» **GIVEN INSTRUCTION**
Copy the following lines verbatim, starting at the line containing "Tag one point on each instance of the black cord" and ending at the end of the rows.

Dataset records of object locations:
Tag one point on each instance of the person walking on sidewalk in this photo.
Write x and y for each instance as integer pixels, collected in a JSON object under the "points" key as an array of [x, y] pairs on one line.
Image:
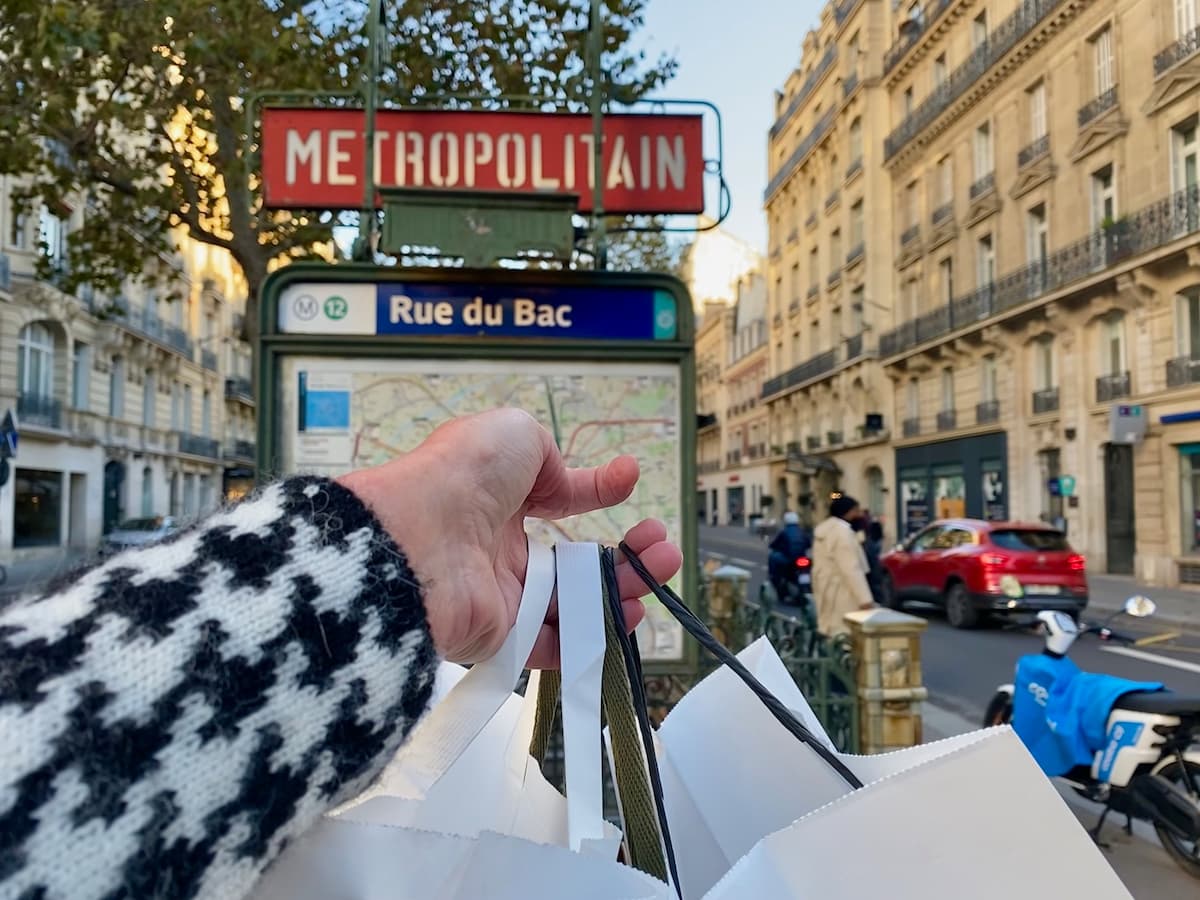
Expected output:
{"points": [[839, 568]]}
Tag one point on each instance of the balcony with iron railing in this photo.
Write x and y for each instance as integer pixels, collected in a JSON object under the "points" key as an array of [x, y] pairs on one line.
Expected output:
{"points": [[1045, 401], [810, 83], [39, 409], [1177, 52], [1113, 387], [911, 31], [1097, 107], [811, 369], [1029, 15], [1182, 371], [819, 131], [1033, 151], [987, 412], [1152, 227], [198, 445]]}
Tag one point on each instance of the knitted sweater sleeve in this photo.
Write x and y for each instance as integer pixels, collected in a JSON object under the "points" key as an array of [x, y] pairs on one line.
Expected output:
{"points": [[179, 713]]}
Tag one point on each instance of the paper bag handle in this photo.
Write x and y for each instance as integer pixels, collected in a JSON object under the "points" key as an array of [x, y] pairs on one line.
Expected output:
{"points": [[693, 625], [443, 736]]}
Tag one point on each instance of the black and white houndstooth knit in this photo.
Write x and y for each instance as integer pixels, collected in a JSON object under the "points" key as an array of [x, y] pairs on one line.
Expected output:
{"points": [[177, 714]]}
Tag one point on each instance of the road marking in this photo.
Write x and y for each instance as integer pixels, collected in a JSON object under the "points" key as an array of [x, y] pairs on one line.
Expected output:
{"points": [[1158, 639], [1153, 658]]}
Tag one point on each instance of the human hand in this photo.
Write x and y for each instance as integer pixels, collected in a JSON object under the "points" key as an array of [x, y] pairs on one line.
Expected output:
{"points": [[456, 505]]}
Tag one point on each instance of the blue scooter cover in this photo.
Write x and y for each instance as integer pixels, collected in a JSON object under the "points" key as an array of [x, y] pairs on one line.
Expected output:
{"points": [[1061, 713]]}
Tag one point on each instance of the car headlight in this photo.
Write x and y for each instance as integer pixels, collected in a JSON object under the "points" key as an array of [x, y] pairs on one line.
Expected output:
{"points": [[1011, 587]]}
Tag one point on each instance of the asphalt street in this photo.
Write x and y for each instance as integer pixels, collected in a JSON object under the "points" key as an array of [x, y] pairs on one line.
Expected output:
{"points": [[963, 669]]}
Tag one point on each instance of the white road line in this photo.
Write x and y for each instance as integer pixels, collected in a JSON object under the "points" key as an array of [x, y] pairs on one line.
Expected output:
{"points": [[1153, 658]]}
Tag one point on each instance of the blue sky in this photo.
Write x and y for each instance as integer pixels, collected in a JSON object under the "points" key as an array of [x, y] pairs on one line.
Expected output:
{"points": [[736, 54]]}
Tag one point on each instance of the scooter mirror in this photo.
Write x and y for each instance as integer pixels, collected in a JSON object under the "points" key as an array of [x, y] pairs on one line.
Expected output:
{"points": [[1140, 606]]}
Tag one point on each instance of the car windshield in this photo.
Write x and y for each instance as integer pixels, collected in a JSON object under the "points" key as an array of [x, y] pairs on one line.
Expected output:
{"points": [[141, 525], [1030, 539]]}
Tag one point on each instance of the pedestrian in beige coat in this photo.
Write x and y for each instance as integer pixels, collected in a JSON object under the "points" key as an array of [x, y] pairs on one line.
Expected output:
{"points": [[839, 568]]}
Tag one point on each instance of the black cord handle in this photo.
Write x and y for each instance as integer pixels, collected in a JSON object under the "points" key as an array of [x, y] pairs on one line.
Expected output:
{"points": [[693, 625]]}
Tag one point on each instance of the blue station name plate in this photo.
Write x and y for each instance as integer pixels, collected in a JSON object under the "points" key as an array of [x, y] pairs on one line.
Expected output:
{"points": [[445, 310]]}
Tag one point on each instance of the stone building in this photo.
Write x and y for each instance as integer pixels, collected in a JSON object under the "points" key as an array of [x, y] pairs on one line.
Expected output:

» **WRITTEN ANSWER**
Tag one point on each instance of the black cord handle in this photo.
Write x and y for each instance as integer pixels, collected in a JSON object under the "points" key as an array of [x, y] pairs on one line.
Expected output:
{"points": [[693, 625]]}
Tag one point on each instance of the blue station name plate in this photo.
Write x and y for each instance as integer pixels, collected in a JSON object under the "points" key as an array of [x, y] pairs on one line.
Expected output:
{"points": [[445, 310]]}
Tag one point on each instance of the stone building in this photo.
Write x and y for each instance as integer pixels, collected in a JSON object under the "points" key as an array of [x, y] pairs on one line.
Expected output:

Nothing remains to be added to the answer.